◆ WORK ITEM: Count the lines of the data that have the word "below", then report the number without anything else.

◆ TASK INPUTS:
============

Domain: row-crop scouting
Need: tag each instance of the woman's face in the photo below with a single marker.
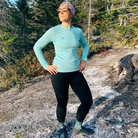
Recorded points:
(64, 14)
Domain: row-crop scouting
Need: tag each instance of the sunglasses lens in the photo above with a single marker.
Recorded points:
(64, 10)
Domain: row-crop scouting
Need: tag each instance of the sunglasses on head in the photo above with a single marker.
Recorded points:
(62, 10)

============

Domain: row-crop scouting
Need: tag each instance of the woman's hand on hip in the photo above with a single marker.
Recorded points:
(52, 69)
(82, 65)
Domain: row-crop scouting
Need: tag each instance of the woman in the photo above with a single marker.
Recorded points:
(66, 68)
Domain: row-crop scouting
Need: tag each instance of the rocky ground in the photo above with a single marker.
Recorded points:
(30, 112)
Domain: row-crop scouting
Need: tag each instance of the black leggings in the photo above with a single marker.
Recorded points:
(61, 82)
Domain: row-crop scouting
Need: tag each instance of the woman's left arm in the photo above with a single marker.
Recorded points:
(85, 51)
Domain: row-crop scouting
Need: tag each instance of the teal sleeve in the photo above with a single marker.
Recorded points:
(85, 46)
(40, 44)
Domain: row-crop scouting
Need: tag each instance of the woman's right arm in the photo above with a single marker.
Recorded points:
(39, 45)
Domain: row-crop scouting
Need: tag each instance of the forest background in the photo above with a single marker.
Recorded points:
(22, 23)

============

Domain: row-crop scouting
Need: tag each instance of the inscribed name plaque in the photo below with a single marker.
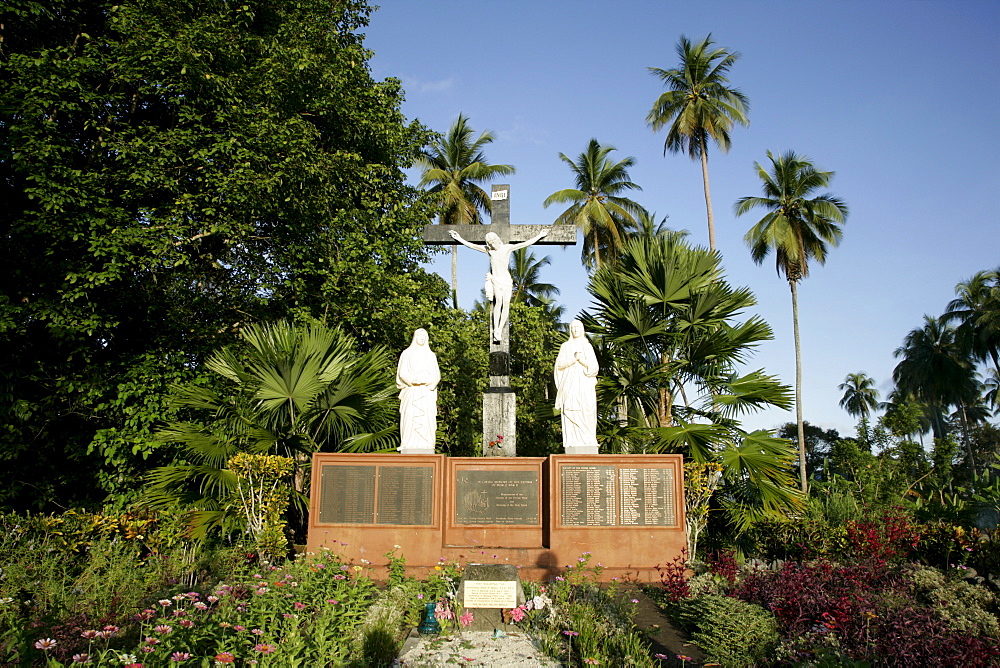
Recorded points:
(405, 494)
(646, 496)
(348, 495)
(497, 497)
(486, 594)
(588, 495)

============

◆ EXERCISE ANSWER: 2